» **Exercise**
Write out every row below word for word, with nothing changed.

START

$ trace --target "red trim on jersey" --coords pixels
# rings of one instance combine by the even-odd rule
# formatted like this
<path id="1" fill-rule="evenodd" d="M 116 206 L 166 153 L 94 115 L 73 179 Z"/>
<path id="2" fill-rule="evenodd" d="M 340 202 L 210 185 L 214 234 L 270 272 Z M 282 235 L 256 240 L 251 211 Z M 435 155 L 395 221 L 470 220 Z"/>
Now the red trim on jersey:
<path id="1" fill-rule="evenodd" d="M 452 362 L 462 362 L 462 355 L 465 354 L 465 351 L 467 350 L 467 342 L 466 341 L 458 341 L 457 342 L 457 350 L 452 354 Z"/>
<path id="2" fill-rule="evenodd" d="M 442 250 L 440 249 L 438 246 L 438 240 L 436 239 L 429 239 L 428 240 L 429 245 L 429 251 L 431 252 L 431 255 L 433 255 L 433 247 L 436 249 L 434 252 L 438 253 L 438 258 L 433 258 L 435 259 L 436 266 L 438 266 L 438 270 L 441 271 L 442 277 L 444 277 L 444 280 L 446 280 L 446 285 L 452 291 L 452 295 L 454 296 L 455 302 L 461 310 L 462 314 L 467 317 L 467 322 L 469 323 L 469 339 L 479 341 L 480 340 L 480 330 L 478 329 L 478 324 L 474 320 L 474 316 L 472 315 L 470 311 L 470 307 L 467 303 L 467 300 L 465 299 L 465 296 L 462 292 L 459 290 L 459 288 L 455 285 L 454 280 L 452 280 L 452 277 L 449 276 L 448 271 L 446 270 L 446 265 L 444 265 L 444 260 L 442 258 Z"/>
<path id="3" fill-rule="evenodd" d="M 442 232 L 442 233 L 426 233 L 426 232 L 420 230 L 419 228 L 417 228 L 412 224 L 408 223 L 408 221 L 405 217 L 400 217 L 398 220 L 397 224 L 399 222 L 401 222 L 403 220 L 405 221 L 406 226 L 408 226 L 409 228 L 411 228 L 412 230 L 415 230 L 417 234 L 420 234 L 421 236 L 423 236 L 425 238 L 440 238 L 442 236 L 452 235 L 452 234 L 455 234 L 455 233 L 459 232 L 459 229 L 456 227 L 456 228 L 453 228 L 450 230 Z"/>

END

» **Answer below**
$ trace --target "red trim on jersey" --coords pixels
# rings of one instance combine by the even-odd rule
# formatted like this
<path id="1" fill-rule="evenodd" d="M 116 206 L 166 153 L 94 115 L 73 179 Z"/>
<path id="2" fill-rule="evenodd" d="M 340 202 L 210 185 L 214 234 L 270 272 Z M 282 235 L 256 240 L 251 211 Z M 435 155 L 395 221 L 470 220 Z"/>
Now the red trim on jersey:
<path id="1" fill-rule="evenodd" d="M 452 362 L 462 362 L 462 355 L 465 354 L 465 351 L 467 350 L 467 342 L 466 341 L 458 341 L 457 342 L 457 350 L 452 354 Z"/>
<path id="2" fill-rule="evenodd" d="M 442 250 L 440 249 L 438 246 L 438 240 L 436 239 L 429 239 L 428 240 L 429 245 L 429 251 L 431 252 L 431 255 L 433 255 L 433 247 L 436 249 L 434 252 L 438 253 L 438 258 L 433 258 L 435 259 L 436 266 L 438 266 L 438 270 L 441 271 L 442 277 L 444 277 L 444 280 L 446 280 L 446 285 L 452 291 L 452 295 L 454 296 L 455 302 L 461 310 L 462 314 L 467 317 L 467 322 L 469 323 L 469 339 L 479 341 L 480 340 L 480 330 L 478 329 L 478 324 L 474 320 L 474 316 L 472 315 L 470 311 L 470 307 L 467 303 L 467 300 L 465 299 L 465 296 L 462 292 L 459 290 L 459 288 L 455 285 L 454 280 L 452 280 L 452 277 L 449 276 L 448 271 L 446 270 L 446 265 L 444 265 L 444 260 L 442 258 Z"/>
<path id="3" fill-rule="evenodd" d="M 442 232 L 442 233 L 426 233 L 426 232 L 420 230 L 419 228 L 417 228 L 412 224 L 408 223 L 408 221 L 405 217 L 400 217 L 398 220 L 397 224 L 399 222 L 401 222 L 403 220 L 405 221 L 406 226 L 408 226 L 409 228 L 411 228 L 412 230 L 415 230 L 417 234 L 420 234 L 421 236 L 423 236 L 425 238 L 440 238 L 442 236 L 452 235 L 452 234 L 455 234 L 455 233 L 459 232 L 459 229 L 456 227 L 456 228 L 453 228 L 450 230 Z"/>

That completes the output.